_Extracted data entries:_
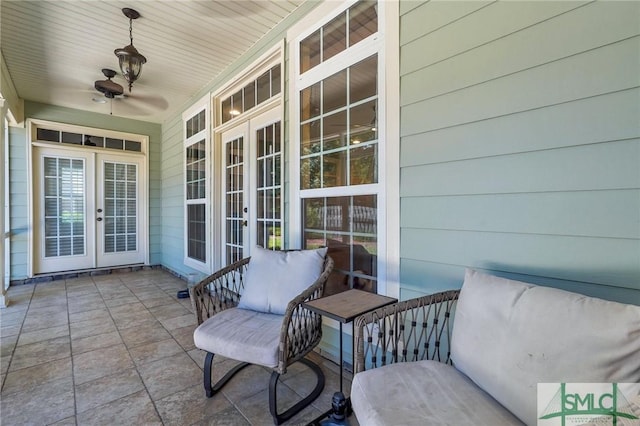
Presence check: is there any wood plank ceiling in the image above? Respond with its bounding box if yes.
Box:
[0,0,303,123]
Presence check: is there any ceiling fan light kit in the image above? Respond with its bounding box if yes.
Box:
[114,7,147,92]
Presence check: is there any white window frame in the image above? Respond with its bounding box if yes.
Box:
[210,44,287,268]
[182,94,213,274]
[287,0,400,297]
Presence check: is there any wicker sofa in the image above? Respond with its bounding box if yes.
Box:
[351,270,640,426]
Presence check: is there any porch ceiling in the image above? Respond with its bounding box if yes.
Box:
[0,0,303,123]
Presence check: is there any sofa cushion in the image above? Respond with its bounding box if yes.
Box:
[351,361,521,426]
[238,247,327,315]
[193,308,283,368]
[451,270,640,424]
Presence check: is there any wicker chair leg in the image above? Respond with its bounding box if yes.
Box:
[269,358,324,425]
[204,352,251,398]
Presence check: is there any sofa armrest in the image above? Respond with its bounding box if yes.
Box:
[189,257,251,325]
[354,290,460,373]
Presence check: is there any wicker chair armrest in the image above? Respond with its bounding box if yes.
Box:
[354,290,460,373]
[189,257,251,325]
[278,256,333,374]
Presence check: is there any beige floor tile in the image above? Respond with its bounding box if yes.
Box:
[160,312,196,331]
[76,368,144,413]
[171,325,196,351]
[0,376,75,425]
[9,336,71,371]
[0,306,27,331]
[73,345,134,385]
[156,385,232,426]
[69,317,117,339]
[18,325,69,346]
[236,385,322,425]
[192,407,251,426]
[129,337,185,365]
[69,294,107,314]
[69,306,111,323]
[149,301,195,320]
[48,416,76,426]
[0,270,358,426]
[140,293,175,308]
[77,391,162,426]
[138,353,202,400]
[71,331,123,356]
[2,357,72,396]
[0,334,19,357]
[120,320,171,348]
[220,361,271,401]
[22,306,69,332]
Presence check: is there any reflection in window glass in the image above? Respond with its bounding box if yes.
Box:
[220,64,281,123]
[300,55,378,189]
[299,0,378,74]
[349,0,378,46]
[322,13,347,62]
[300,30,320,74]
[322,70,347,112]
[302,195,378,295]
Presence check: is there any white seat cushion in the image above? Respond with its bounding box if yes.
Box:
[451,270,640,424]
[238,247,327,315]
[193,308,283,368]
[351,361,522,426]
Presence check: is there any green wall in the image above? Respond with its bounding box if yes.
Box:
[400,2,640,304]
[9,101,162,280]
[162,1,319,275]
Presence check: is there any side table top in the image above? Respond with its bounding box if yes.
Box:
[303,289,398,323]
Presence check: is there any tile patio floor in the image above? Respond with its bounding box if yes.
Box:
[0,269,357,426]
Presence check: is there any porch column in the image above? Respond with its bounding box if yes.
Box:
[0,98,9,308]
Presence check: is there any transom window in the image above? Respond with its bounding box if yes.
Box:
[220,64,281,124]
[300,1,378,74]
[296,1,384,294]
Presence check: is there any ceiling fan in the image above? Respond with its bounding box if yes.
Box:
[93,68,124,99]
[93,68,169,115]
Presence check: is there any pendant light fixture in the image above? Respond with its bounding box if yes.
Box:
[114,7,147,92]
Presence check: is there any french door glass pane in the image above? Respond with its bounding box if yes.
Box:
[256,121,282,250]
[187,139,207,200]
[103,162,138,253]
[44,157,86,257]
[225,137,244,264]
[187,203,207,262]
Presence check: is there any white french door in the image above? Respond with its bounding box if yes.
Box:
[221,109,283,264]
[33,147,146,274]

_TASK INSTRUCTIONS:_
Duplicate the portion of the listing above that begins with the line containing "Presence check: is there any reflection" and ends with the line containing "[303,289,398,323]", including both of those lines.

_CORRECT ANSWER:_
Presence check: is there any reflection in window glass in the image above? Respond with its bounding box if yes.
Box:
[220,64,281,123]
[300,55,378,189]
[299,0,378,74]
[349,0,378,46]
[322,13,347,62]
[300,30,320,74]
[322,70,347,112]
[302,195,378,295]
Presence check: is there any white seat cushion in the image above? Respond with its bounding box if yes.
Box:
[451,270,640,424]
[238,247,327,315]
[193,308,283,368]
[351,361,522,426]
Presence check: is there any green wall in the image above? Respond with its bounding box if yes.
Box:
[400,2,640,304]
[9,101,162,280]
[162,1,319,275]
Presence check: is there any side table top in the image above? Respond with its bounding box if yes.
Box:
[303,289,398,323]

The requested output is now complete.